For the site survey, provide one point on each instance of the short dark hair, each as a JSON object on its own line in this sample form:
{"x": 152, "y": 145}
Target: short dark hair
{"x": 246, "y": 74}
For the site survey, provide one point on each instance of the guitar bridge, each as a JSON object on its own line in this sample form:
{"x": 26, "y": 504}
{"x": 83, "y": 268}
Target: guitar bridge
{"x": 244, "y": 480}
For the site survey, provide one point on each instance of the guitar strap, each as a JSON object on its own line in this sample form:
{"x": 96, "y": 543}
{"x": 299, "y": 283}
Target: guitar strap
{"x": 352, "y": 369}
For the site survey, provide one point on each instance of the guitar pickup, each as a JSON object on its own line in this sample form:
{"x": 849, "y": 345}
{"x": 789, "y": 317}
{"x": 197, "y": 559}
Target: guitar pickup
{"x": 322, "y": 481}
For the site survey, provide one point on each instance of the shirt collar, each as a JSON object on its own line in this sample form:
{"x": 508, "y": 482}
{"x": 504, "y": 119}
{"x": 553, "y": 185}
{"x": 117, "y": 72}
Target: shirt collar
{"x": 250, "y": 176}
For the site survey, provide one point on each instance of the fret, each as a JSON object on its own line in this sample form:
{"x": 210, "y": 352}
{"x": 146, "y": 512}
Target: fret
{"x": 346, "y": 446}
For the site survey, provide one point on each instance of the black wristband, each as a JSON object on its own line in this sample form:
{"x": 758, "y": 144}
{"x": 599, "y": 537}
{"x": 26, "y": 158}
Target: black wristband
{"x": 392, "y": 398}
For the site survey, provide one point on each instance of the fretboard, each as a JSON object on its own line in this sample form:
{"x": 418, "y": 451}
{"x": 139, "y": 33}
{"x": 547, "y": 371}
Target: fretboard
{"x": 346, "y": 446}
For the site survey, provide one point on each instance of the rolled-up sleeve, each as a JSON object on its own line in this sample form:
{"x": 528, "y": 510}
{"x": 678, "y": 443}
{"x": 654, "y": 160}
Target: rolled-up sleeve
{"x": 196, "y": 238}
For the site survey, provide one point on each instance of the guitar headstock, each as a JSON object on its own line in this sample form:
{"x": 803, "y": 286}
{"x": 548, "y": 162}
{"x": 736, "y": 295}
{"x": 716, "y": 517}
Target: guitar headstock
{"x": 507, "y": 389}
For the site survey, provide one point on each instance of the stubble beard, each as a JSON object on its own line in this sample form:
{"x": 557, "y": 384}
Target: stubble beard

****************

_Set exercise:_
Convert all of the data above into a numbered list with one line per entry, leaving out any blank lines.

_Written solution:_
1. For the site survey, provide one point on each instance of the short dark hair, each as a JSON object on its own line in this sample form:
2. {"x": 152, "y": 145}
3. Target: short dark hair
4. {"x": 246, "y": 74}
5. For the site survey, provide one point on each instance of the guitar bridge, each as a JSON object on its own line in this sample form:
6. {"x": 26, "y": 504}
7. {"x": 83, "y": 268}
8. Target: guitar bridge
9. {"x": 244, "y": 480}
10. For the site survey, provide one point on each instance of the guitar strap, each as a JSON object on its own line in this sample form:
11. {"x": 96, "y": 543}
12. {"x": 299, "y": 283}
13. Target: guitar strap
14. {"x": 352, "y": 369}
15. For the site survey, provide one point on each instance of the guitar pickup, each as a JSON object on its own line in this sample form:
16. {"x": 849, "y": 345}
17. {"x": 789, "y": 317}
18. {"x": 197, "y": 559}
19. Target: guitar pickup
20. {"x": 322, "y": 481}
21. For the site survey, provide one point on each instance of the shirt collar, each as a JSON object on its own line in this sample form:
22. {"x": 508, "y": 482}
23. {"x": 504, "y": 119}
24. {"x": 553, "y": 185}
25. {"x": 117, "y": 72}
26. Target: shirt collar
27. {"x": 250, "y": 176}
28. For the site survey, provide one point on each instance of the fret, each as a JSON object on its own line in this sample form:
29. {"x": 210, "y": 352}
30. {"x": 146, "y": 512}
31. Target: fret
32. {"x": 346, "y": 446}
33. For the site survey, provide one point on each instance of the black wristband, each as a JSON object on its own line in this sample form:
34. {"x": 758, "y": 144}
35. {"x": 599, "y": 537}
36. {"x": 26, "y": 158}
37. Target: black wristband
38. {"x": 392, "y": 398}
39. For the site survey, provide one point on each instance of the fretboard, each as a JSON object on its own line in this sample form:
40. {"x": 418, "y": 451}
41. {"x": 139, "y": 33}
42. {"x": 547, "y": 371}
43. Target: fretboard
44. {"x": 346, "y": 446}
45. For the site survey, provide one point on each instance of the rolled-up sleeve, each as a JSON object on its own line in this sample form:
46. {"x": 528, "y": 510}
47. {"x": 678, "y": 443}
48. {"x": 654, "y": 160}
49. Target: rolled-up sleeve
50. {"x": 196, "y": 238}
51. For the site survey, provide one point on each instance of the guitar headstock, each as a JSON object on its own line in this sample form:
52. {"x": 803, "y": 286}
53. {"x": 548, "y": 162}
54. {"x": 736, "y": 295}
55. {"x": 716, "y": 517}
56. Target: guitar headstock
57. {"x": 507, "y": 389}
58. For the site survey, provide one point on each instance of the stubble beard, each as a JSON object on its own line in this sample form:
59. {"x": 557, "y": 384}
60. Target: stubble beard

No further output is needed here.